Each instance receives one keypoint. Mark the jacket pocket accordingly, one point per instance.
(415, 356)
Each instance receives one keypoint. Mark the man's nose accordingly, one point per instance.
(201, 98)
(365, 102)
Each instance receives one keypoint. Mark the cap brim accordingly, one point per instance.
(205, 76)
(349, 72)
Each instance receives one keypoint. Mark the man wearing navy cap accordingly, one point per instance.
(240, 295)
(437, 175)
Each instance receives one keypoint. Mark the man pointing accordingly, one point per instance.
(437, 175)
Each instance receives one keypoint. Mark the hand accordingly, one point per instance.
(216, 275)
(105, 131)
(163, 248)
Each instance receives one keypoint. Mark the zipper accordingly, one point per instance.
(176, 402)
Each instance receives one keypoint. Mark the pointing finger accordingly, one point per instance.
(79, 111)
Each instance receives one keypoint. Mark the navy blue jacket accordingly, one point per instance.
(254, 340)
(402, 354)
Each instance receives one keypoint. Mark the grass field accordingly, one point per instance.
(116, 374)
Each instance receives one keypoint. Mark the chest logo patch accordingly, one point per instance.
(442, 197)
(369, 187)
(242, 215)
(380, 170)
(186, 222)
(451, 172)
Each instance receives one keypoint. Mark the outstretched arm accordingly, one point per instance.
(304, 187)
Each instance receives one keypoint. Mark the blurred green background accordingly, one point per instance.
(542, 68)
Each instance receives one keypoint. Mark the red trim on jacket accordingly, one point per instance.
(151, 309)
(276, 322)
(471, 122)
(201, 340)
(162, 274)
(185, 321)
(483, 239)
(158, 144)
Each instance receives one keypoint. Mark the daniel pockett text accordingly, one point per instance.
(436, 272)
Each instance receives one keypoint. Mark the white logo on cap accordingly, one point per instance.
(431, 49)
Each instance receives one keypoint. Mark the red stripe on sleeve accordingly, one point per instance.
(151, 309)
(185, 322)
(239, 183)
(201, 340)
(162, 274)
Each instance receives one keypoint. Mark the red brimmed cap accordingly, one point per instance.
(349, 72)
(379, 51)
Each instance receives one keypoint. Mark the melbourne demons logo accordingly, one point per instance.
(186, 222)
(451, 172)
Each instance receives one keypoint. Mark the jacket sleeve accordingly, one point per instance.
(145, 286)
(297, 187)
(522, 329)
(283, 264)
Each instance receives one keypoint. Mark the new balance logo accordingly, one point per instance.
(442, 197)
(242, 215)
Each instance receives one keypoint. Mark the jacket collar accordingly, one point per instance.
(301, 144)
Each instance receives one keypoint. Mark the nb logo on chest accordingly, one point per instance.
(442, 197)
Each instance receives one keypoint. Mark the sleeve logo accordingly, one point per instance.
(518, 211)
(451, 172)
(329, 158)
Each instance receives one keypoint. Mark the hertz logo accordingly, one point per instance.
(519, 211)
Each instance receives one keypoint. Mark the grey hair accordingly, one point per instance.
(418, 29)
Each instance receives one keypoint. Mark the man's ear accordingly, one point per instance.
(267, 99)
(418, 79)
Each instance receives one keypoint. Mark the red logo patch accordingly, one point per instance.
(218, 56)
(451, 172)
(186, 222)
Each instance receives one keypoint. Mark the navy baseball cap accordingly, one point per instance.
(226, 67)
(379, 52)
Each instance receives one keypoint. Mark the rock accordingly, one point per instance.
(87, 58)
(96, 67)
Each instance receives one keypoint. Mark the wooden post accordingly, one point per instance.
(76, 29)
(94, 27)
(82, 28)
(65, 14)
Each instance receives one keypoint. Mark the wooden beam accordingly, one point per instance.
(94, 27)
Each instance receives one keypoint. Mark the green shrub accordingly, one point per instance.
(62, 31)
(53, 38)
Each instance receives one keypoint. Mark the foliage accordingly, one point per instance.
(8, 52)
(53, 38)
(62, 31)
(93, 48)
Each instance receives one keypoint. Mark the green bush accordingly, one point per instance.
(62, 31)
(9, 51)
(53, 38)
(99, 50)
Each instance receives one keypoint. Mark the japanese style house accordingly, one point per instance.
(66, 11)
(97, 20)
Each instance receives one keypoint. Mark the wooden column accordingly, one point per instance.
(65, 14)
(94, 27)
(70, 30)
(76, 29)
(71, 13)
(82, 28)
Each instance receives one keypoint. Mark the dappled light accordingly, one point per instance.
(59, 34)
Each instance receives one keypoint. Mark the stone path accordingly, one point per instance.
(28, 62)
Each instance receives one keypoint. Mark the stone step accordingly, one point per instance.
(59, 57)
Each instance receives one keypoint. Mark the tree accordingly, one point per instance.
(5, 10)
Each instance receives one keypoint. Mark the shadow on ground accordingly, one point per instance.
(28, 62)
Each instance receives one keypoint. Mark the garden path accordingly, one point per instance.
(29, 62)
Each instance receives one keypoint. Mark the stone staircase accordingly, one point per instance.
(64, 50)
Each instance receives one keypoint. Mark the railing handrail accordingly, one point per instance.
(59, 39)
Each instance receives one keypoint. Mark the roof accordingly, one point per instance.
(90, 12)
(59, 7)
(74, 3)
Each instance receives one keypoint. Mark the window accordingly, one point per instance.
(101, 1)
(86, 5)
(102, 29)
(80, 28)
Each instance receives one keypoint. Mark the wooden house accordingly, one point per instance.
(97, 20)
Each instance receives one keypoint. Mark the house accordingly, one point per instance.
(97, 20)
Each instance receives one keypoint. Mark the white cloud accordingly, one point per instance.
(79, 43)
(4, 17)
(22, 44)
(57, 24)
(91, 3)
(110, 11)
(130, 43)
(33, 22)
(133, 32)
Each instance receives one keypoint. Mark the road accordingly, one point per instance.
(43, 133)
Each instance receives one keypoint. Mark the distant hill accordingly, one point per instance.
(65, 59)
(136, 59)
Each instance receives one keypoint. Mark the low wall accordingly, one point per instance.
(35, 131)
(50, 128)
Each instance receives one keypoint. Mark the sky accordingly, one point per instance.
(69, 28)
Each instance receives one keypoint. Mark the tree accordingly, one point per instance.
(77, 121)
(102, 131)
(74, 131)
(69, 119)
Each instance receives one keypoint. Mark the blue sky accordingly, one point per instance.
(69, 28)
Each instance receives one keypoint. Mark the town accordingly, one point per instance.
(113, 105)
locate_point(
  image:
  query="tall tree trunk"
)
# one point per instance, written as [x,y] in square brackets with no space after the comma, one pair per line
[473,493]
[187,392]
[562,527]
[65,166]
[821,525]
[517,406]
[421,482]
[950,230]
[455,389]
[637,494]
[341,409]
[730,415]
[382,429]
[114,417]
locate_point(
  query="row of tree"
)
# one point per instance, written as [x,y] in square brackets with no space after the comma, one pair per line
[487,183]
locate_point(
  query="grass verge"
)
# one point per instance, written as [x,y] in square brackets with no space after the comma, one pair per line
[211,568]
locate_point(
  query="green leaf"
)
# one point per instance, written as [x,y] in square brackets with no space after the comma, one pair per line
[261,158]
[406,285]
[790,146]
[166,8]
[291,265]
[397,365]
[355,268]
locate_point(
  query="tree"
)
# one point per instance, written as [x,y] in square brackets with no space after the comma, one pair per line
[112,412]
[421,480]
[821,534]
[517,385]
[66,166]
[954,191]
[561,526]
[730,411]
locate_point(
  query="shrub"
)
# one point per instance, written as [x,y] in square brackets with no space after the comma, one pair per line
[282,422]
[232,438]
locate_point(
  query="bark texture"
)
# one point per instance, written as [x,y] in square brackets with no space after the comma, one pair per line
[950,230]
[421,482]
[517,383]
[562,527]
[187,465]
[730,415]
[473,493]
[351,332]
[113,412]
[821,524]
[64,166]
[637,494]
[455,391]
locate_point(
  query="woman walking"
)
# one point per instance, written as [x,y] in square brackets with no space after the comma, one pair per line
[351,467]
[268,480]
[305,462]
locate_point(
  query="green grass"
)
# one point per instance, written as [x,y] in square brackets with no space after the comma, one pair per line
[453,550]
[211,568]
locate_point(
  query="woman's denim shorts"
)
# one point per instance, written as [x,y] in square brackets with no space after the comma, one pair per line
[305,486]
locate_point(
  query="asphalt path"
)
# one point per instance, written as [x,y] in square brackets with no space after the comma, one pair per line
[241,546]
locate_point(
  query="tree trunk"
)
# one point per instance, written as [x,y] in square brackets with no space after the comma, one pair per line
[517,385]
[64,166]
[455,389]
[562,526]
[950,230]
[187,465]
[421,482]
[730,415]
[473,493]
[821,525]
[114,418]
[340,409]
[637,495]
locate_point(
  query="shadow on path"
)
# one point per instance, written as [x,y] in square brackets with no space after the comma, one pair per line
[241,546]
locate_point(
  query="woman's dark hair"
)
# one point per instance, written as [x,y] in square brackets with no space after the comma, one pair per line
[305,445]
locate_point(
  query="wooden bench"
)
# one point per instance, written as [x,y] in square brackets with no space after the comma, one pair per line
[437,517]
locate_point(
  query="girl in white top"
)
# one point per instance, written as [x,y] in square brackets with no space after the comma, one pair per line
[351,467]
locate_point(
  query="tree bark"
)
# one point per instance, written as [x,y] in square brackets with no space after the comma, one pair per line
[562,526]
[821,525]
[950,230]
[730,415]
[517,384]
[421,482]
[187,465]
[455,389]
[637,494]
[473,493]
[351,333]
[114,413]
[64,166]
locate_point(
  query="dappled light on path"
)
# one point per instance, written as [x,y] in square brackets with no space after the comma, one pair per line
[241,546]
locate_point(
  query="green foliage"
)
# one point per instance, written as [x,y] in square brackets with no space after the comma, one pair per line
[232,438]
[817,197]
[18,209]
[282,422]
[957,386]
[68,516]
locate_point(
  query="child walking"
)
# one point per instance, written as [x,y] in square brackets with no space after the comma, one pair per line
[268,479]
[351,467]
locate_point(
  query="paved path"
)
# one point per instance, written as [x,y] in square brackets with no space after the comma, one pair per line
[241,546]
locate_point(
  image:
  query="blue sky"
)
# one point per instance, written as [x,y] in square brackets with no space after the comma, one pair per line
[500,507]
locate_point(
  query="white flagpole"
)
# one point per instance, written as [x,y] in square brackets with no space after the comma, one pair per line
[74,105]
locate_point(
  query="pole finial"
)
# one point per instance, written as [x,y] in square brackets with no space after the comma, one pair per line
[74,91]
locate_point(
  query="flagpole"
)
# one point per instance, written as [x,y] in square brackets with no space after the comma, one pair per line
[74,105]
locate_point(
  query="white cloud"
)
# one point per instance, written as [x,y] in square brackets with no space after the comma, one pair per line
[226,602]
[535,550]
-.-.-
[Your goal]
Your response should be made up of the lines in the data that contain the word "flagpole".

[Written response]
  query="white flagpole"
  query="flagpole"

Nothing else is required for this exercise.